*SET TASK*: Render the records as a Markdown table, from the first line through the line that contains "POLYGON ((45 73, 38". Use a column named Row for the row number and a column named Text for the line, and leave out blank lines.

== RECORDS PROVIDED

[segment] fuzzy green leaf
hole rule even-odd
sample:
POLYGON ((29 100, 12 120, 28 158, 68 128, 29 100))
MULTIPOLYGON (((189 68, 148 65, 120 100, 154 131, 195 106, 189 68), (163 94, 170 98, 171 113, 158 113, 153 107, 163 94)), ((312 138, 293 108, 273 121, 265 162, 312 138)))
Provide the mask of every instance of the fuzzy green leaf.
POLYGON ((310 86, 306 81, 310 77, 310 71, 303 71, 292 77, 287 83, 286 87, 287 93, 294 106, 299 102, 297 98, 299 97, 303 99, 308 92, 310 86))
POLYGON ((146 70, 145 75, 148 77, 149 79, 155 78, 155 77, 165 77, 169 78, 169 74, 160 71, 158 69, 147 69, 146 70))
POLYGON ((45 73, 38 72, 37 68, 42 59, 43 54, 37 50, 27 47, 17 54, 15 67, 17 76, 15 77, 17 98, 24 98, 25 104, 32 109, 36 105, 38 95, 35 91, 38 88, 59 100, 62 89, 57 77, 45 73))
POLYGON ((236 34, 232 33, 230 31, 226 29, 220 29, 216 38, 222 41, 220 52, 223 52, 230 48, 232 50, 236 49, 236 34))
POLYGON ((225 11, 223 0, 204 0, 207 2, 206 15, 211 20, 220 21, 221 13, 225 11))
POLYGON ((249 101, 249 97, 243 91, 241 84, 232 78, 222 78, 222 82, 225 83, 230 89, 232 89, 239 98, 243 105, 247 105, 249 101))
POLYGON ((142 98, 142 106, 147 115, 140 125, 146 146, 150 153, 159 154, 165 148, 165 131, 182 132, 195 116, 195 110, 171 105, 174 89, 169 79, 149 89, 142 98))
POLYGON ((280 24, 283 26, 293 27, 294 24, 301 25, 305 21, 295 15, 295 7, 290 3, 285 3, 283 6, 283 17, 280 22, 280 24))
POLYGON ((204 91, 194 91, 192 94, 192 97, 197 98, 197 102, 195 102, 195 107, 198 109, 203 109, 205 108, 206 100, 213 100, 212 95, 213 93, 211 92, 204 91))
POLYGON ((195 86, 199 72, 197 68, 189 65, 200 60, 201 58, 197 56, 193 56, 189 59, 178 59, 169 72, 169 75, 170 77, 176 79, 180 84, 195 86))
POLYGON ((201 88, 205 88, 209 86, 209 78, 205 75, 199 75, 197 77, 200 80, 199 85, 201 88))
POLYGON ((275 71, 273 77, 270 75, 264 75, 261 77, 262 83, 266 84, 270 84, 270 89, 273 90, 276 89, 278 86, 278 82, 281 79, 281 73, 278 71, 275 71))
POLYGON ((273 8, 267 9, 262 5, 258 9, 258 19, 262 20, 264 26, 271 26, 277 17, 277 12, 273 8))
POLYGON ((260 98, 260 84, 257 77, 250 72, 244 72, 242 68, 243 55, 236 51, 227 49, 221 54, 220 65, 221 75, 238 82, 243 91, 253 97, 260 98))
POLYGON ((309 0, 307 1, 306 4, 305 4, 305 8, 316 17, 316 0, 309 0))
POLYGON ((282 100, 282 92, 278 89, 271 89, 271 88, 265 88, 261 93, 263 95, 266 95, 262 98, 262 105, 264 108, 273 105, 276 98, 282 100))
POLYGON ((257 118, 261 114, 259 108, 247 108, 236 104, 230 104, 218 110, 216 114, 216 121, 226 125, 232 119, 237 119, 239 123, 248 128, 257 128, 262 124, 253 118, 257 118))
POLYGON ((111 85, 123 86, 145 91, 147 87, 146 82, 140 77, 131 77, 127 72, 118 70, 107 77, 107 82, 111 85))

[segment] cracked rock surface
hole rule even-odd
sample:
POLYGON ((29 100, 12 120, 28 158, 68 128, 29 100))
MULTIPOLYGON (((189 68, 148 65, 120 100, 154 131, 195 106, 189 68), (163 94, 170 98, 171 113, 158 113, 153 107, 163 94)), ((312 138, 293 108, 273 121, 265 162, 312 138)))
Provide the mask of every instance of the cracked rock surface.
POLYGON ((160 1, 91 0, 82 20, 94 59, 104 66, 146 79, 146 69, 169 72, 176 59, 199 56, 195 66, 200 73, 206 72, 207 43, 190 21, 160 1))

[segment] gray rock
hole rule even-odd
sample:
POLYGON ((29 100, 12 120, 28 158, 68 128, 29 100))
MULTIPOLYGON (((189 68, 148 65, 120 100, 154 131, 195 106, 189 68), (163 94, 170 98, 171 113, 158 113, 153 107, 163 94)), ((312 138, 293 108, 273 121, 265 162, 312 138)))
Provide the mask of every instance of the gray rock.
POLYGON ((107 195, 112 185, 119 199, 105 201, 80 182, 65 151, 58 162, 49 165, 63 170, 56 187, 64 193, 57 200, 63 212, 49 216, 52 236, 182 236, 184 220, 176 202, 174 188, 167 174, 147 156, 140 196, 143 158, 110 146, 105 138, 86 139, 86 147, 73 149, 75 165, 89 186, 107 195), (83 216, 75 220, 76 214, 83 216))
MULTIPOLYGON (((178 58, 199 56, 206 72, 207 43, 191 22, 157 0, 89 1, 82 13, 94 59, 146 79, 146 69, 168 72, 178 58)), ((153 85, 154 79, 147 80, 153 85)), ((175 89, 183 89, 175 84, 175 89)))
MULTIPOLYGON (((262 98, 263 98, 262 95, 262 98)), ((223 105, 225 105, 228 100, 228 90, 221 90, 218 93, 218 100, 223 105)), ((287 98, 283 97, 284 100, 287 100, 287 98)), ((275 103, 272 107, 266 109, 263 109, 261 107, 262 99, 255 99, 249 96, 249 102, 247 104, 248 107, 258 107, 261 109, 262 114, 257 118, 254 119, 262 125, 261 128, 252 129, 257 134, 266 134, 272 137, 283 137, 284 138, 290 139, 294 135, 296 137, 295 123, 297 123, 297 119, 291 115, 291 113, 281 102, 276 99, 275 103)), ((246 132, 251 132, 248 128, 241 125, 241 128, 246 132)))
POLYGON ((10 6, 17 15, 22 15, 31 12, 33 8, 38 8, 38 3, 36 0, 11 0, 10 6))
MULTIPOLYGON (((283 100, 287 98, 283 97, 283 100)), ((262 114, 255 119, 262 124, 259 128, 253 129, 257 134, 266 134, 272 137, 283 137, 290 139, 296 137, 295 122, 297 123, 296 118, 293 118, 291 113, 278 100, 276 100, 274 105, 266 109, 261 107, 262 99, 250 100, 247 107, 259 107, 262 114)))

====

*WRITTEN SOLUTION*:
| Row | Text |
|---|---|
| 1 | [segment] fuzzy green leaf |
| 2 | hole rule even-odd |
| 3 | sample: |
| 4 | POLYGON ((29 100, 12 120, 28 158, 68 128, 29 100)) |
| 5 | MULTIPOLYGON (((189 68, 148 65, 120 100, 154 131, 195 106, 189 68), (163 94, 170 98, 171 113, 158 113, 153 107, 163 94)), ((312 138, 293 108, 273 121, 265 162, 312 138))) |
| 6 | Provide the mask of every instance of the fuzzy green leaf. |
| 7 | POLYGON ((310 86, 306 81, 310 77, 310 71, 303 71, 292 77, 287 83, 286 87, 287 93, 294 106, 299 102, 297 98, 299 97, 303 99, 308 92, 310 86)) |
| 8 | POLYGON ((146 70, 145 75, 148 77, 149 79, 155 78, 155 77, 165 77, 169 78, 169 74, 160 71, 158 69, 147 69, 146 70)) |
| 9 | POLYGON ((45 73, 38 72, 37 68, 42 59, 43 54, 37 50, 27 47, 17 54, 15 67, 17 76, 15 77, 17 98, 24 98, 25 104, 32 109, 36 105, 38 95, 35 91, 38 88, 59 100, 62 89, 57 77, 45 73)) |